Copy the records word for word, starting at the line that contains "Please indicate the bright" and continuing through the end of the records.

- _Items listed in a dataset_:
START

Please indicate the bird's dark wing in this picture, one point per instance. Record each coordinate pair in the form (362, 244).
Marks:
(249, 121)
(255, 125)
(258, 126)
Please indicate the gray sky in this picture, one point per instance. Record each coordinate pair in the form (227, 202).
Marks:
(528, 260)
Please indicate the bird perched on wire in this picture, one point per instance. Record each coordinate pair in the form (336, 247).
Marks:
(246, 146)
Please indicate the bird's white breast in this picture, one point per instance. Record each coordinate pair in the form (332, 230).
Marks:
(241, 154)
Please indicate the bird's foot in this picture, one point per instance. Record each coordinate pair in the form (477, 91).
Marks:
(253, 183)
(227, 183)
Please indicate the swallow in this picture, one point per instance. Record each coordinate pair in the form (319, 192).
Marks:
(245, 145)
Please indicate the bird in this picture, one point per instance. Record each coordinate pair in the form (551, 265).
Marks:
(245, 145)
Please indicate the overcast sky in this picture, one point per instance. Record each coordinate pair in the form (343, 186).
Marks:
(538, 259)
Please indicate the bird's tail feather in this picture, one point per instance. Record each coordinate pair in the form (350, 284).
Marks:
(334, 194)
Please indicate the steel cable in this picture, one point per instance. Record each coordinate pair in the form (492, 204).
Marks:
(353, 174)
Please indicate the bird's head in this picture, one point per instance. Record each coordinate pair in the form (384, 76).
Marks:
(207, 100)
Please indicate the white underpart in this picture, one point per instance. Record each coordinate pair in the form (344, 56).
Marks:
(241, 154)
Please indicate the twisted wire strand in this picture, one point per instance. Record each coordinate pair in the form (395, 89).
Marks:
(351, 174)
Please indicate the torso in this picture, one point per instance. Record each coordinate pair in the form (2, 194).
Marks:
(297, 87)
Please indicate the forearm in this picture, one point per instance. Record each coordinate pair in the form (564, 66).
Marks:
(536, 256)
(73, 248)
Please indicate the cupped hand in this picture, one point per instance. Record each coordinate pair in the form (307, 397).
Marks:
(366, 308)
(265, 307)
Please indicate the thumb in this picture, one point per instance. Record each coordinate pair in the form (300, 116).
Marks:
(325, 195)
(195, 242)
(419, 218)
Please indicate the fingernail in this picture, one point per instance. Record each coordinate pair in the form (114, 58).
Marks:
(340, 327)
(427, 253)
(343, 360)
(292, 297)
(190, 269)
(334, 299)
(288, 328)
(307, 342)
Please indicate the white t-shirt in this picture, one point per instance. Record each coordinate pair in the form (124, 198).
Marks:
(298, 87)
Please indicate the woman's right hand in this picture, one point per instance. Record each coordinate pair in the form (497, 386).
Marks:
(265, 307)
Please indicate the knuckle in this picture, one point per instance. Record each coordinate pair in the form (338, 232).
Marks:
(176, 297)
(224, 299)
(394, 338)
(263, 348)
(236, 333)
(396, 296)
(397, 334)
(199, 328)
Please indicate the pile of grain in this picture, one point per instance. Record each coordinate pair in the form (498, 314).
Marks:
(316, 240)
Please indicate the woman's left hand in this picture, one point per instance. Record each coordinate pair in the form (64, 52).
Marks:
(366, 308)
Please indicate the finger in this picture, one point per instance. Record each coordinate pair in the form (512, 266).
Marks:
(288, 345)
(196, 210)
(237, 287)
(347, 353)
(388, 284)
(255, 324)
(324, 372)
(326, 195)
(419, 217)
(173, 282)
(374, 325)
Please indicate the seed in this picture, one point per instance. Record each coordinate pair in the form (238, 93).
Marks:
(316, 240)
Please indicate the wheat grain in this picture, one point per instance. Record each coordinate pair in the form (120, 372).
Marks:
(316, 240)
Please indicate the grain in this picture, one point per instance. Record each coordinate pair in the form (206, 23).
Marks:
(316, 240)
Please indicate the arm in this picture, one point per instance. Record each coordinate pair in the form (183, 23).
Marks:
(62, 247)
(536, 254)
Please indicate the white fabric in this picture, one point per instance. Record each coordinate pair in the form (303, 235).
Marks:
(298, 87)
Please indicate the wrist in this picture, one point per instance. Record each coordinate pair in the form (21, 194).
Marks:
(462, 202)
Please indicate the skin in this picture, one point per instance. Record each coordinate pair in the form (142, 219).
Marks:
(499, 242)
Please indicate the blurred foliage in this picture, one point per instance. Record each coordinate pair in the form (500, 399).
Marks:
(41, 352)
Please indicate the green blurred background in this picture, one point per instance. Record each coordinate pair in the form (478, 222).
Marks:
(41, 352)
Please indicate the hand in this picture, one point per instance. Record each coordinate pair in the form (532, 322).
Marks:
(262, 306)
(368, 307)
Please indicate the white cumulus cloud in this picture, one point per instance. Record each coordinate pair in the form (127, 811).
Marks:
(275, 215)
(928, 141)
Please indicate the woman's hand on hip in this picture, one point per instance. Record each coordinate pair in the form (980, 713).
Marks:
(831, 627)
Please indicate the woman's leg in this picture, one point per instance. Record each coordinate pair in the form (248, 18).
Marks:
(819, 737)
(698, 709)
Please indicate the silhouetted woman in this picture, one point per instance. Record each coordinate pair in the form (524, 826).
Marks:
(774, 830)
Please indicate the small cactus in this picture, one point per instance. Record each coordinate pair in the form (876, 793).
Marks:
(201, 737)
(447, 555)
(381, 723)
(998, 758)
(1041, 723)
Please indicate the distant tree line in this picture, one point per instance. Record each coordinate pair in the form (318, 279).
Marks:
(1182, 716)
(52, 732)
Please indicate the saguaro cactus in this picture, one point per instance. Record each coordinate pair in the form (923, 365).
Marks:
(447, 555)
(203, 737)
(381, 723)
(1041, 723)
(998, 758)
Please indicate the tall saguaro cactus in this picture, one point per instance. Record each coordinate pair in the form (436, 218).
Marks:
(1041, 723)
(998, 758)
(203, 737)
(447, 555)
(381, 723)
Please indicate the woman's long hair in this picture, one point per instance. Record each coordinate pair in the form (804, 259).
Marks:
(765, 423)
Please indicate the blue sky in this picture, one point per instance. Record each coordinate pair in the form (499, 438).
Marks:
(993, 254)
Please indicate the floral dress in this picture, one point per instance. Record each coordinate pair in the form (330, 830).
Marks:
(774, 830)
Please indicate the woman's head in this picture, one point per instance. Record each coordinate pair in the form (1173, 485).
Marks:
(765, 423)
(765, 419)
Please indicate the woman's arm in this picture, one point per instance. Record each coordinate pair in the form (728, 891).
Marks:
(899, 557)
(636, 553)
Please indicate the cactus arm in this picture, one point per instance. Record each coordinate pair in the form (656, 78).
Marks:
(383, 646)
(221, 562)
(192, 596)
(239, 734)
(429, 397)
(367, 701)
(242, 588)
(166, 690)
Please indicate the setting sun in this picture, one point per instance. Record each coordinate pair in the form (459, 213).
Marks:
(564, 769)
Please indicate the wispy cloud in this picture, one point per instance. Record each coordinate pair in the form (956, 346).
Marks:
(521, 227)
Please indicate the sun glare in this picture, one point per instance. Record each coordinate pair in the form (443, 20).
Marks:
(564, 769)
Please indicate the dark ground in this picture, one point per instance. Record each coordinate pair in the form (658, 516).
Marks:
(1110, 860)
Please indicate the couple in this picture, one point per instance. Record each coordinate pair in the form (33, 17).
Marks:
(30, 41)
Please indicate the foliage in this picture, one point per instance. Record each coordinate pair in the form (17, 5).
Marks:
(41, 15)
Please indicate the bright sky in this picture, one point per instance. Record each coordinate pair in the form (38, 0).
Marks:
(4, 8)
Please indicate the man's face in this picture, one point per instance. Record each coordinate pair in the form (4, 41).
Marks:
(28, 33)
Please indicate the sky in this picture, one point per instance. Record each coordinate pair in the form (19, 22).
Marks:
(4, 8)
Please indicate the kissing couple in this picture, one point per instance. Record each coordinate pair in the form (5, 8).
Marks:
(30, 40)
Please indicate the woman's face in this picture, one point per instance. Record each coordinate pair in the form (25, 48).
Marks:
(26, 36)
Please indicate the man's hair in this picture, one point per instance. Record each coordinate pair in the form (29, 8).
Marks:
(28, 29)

END

- _ANSWER TO THE EXERCISE_:
Please indicate the bright sky in this picture, one point per instance. Record each coordinate pair in the form (38, 0).
Marks:
(4, 8)
Please indicate the man's face in this picture, one point per instance. Record each coordinate pair in the form (4, 41).
Marks:
(28, 33)
Please indicate the sky in this picture, one point per instance. Record each coordinate pair in the form (19, 22).
Marks:
(4, 8)
Please indicate the kissing couple in this picture, one point per instance. Record each coordinate pair in the form (5, 8).
Marks:
(30, 40)
Please indicate the woman's face in this picture, one point per instance. Record each coordinate pair in the form (25, 48).
Marks:
(26, 36)
Please indicate the man's hair in this picture, one point per instance. Record each coordinate pair in the form (29, 8).
Marks:
(28, 29)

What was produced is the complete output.